======== Passage provided ========

The public information policies of COGEMA also came in for criticism. Complete data on health and environmental issues are unavailable to the public, since French freedom of information laws are very weak relative to those in the United States. There is no detailed public information even on some matters of the greatest seriousness. For instance, there is no public report on the April 1980 incident at La Hague, when there was total loss of electrical power to its high-level waste tanks. If spare generators had not been found in nearby towns soon enough, the tanks might have dried out, possibly resulting in a chemical explosion and a vast release of radioactivity over large areas of France and other European countries. Yet there is still no detailed public report of this incident.

The DOE has also failed more directly to meet the spirit if not the letter of its public process obligations, according to IEER. The documents submitted to the DOE by the bidding consortia were kept secret, and only a summary of environmental impacts will be published in the Final Programmatic Environmental Impact Statement (PEIS). No reactor-specific information was provided in the Draft PEIS. Furthermore, communities living around the Catawba, McGuire, and North Anna nuclear power plants, which have been chosen for MOX irradiation, have not had a chance to make comments: the DOE failed to hold public hearings in these communities, despite requests that it do so.

The contract announcement is also made inappropriate by the fact that the DOE has not yet released a Record of Decision affirming that it will pursue its preferred “dual-track option” for plutonium disposition. “This process is backwards,” said Anita Seth, IEER’s global outreach coordinator. “The DOE is making a mockery of the NEPA process by awarding a contract before it has issued a Record of Decision (ROD). MOX is an undesirable option, but if the DOE is going to proceed, it should not do so before demonstrating some prudence and a sound public information process.”

======== Dataset records ========

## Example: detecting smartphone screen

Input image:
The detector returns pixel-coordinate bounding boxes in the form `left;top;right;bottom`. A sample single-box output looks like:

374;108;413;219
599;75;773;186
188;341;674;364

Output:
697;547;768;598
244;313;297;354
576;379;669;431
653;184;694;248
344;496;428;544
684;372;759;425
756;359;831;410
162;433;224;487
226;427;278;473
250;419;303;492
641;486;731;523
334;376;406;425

========

Assignment » Rewrite the passage on plutonium disposition from "The public information" up to and including "of this incident.", replacing "spare generators" with "backup generators". The stored dataset items have nothing to do with this.

Answer area »
The public information policies of COGEMA also came in for criticism. Complete data on health and environmental issues are unavailable to the public, since French freedom of information laws are very weak relative to those in the United States. There is no detailed public information even on some matters of the greatest seriousness. For instance, there is no public report on the April 1980 incident at La Hague, when there was total loss of electrical power to its high-level waste tanks. If backup generators had not been found in nearby towns soon enough, the tanks might have dried out, possibly resulting in a chemical explosion and a vast release of radioactivity over large areas of France and other European countries. Yet there is still no detailed public report of this incident.